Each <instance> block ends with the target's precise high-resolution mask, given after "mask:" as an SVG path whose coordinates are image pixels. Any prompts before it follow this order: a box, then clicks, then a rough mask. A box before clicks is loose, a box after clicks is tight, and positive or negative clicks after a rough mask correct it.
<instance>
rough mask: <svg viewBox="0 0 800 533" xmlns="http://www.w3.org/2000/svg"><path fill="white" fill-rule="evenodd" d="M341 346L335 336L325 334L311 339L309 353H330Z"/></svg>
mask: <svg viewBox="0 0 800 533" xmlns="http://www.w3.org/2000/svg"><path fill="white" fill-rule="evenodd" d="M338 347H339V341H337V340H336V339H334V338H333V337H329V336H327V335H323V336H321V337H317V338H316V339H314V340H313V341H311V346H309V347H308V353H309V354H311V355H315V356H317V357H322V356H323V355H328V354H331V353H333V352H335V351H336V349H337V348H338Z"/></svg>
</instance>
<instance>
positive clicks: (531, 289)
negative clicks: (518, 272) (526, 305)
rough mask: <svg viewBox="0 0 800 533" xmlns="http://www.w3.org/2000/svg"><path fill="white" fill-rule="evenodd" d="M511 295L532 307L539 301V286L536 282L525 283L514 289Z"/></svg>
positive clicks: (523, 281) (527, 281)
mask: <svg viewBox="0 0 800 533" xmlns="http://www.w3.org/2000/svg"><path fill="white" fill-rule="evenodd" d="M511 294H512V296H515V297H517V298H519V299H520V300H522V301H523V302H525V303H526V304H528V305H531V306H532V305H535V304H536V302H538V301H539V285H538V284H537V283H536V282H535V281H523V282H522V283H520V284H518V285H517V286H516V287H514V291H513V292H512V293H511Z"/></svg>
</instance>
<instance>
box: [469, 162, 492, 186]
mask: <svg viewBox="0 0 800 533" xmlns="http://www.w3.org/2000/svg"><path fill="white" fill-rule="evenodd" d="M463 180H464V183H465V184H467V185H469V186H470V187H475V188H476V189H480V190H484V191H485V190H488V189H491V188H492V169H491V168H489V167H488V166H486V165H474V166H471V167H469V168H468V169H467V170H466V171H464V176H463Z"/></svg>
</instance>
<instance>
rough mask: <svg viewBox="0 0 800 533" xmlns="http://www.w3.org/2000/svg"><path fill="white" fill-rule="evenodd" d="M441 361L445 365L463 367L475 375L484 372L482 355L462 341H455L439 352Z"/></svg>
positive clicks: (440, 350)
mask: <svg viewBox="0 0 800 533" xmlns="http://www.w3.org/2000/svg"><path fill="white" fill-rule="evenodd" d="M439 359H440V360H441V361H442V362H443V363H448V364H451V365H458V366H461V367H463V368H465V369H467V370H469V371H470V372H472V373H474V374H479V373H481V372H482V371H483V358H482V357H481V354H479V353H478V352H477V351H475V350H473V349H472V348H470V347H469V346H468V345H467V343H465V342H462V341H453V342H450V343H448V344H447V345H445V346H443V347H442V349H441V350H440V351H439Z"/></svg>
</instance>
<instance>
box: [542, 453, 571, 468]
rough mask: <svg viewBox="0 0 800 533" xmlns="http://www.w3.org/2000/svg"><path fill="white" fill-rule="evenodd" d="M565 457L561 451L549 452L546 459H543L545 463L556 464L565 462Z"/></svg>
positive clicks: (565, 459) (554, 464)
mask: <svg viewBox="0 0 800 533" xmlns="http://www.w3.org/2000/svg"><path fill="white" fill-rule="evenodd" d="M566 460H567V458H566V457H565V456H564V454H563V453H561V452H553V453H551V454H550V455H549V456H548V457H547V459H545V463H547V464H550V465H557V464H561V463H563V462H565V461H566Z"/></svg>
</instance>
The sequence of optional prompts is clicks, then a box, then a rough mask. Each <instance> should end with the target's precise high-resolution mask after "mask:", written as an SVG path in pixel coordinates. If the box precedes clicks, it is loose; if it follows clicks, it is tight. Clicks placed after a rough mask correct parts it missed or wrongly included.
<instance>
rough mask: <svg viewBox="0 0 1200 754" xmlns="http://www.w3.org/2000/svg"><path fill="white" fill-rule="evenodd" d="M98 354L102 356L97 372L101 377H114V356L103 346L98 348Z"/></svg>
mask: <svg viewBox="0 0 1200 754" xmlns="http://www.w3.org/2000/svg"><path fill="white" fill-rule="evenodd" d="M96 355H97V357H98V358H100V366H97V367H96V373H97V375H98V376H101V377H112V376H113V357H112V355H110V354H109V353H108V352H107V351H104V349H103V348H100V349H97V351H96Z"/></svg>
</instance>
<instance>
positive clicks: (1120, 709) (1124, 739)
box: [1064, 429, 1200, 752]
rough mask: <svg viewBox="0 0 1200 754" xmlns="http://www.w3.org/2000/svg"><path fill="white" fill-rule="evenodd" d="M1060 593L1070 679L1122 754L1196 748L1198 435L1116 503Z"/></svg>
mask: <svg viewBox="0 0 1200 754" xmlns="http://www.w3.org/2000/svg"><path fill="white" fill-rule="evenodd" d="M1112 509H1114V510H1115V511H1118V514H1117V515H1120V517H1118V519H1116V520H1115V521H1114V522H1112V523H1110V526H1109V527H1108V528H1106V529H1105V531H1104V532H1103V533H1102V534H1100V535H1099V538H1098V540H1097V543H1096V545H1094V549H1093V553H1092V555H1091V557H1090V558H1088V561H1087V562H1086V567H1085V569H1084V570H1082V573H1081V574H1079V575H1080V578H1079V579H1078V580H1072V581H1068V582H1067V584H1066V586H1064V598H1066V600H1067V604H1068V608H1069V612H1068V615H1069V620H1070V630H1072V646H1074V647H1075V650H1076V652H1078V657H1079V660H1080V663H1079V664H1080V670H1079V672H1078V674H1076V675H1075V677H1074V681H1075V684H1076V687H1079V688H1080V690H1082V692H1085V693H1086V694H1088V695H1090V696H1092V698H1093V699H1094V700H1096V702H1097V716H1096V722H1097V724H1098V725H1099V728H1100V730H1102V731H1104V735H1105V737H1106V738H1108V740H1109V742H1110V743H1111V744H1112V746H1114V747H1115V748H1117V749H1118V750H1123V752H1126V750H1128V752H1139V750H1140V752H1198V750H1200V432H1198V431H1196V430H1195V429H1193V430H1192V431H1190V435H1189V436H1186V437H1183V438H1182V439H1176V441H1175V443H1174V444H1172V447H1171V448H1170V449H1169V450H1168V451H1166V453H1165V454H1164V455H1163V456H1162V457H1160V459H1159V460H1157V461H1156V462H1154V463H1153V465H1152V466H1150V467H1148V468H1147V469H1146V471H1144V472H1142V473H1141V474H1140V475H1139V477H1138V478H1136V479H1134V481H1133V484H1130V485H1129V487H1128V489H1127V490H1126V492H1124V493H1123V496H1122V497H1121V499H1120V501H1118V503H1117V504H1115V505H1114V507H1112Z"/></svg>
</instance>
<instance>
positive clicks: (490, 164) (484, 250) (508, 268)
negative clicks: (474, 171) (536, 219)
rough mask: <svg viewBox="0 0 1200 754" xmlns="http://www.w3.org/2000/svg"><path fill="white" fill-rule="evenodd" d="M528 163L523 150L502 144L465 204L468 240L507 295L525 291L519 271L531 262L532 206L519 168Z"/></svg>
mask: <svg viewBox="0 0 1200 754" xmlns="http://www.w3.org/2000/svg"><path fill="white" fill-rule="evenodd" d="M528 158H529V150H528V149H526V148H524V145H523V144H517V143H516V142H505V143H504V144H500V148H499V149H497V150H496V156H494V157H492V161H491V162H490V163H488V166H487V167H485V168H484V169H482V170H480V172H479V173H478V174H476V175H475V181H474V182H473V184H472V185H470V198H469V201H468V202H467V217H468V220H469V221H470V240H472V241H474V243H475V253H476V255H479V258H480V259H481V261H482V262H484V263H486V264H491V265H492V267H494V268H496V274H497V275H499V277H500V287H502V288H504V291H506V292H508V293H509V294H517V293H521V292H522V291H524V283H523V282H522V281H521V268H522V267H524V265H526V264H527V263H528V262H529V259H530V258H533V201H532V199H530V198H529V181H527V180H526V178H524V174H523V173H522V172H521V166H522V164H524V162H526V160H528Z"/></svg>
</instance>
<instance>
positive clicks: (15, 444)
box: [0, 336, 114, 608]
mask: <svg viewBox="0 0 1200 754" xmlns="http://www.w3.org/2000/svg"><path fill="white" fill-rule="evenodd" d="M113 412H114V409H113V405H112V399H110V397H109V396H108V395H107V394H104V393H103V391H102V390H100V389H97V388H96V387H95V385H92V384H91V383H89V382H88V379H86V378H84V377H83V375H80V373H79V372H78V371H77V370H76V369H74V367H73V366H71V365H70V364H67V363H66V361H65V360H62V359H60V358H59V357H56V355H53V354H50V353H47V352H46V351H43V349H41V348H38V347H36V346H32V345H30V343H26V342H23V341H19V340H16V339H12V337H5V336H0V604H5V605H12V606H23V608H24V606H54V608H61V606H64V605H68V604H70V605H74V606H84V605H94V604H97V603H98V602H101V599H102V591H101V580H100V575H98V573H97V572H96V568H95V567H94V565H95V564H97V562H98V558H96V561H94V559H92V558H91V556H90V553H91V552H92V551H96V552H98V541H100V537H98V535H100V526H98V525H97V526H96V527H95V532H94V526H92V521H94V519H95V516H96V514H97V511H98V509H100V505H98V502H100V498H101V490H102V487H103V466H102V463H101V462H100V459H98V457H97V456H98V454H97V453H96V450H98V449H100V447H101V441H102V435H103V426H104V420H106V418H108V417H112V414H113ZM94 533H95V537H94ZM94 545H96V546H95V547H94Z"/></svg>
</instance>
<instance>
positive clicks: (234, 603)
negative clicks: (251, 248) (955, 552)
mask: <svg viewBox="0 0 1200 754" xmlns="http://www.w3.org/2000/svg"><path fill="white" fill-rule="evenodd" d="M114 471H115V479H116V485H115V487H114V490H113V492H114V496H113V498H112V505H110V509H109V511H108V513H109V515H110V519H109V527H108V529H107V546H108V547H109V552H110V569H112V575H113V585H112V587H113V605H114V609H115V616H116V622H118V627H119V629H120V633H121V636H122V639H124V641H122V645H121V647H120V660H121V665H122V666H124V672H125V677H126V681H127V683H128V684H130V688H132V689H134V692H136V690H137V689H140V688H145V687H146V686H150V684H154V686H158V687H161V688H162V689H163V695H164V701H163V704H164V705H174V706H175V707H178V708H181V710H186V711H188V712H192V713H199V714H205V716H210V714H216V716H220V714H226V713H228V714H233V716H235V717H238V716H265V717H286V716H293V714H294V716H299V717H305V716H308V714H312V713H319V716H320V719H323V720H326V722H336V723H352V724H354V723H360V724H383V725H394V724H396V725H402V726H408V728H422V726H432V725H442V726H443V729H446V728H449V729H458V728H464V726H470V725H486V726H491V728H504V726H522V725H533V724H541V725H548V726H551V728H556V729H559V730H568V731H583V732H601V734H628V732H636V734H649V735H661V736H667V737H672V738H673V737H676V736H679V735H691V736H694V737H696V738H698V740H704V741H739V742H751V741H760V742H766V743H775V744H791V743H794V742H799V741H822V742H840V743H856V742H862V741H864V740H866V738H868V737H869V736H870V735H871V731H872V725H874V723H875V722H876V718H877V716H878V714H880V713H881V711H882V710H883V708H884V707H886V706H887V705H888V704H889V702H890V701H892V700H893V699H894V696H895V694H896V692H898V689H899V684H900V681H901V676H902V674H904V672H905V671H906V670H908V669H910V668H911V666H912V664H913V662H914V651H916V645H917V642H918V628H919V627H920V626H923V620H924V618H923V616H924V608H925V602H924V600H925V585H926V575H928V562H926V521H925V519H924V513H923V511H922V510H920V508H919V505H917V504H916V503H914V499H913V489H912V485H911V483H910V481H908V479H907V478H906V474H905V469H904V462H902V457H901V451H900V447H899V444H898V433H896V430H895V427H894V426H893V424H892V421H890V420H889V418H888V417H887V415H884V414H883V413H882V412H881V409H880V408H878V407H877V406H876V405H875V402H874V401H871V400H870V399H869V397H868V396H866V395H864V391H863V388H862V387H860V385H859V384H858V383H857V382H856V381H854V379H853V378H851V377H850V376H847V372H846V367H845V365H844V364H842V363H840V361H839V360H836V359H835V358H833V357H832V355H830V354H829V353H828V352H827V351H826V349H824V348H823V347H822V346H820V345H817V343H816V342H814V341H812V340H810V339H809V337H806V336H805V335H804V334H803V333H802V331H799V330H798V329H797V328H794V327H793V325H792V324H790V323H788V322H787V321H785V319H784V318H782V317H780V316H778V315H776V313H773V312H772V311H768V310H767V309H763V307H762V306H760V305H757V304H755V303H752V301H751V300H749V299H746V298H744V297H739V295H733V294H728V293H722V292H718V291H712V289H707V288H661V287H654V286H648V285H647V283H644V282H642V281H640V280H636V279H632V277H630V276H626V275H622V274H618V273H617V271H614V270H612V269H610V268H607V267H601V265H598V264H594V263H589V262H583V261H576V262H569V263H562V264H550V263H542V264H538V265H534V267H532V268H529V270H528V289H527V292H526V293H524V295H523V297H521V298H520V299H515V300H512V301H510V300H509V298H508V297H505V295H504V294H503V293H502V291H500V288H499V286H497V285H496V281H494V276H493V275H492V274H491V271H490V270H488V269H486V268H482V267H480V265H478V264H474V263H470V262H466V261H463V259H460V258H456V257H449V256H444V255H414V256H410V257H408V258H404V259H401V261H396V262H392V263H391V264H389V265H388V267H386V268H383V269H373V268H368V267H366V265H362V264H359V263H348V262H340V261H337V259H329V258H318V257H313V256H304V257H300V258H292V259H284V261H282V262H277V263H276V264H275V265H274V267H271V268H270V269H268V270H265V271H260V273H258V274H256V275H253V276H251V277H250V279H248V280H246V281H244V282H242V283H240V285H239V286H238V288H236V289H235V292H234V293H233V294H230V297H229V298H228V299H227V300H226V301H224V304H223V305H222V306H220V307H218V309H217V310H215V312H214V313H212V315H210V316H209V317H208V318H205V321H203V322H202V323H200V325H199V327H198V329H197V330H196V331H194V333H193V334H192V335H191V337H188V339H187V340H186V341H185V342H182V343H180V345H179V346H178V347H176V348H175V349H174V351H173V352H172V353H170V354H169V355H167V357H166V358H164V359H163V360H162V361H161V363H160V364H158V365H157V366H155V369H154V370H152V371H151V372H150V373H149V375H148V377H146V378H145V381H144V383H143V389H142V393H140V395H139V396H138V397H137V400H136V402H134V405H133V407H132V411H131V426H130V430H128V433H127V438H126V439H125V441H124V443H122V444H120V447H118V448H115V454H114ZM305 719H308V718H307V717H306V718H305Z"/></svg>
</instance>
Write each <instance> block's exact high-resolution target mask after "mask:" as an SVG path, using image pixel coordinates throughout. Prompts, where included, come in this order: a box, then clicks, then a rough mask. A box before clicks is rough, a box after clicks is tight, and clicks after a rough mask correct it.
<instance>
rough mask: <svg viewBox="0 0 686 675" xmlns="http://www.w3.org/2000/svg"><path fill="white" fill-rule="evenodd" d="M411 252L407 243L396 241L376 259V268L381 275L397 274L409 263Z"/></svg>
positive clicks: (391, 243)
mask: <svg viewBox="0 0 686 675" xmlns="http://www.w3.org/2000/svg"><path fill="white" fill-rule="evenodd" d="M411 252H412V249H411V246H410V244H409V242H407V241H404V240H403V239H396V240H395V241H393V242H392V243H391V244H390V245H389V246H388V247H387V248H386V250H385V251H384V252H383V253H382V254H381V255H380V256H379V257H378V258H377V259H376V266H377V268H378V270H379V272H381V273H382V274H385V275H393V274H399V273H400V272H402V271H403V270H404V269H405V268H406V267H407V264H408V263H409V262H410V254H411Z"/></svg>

_____

- What you should do
Track down every line in the entries that includes the string "image", and copy it.

- Task solution
Each <instance> block ends with the target's precise high-resolution mask, given after "mask:" as an SVG path whose coordinates are image pixels. Any prompts before it follow this order: a box, then clicks, then a rough mask. A box before clicks is loose, a box after clicks is tight, and positive or negative clicks after a rough mask correct it.
Write each <instance> block's exact high-resolution target mask after "mask:" as an SVG path, using image pixel coordinates throughout. Prompts, where included, come in this order: a box, then clicks, then a rough mask. A box before clicks is rough, a box after clicks is tight, and clicks after a rough mask correct it.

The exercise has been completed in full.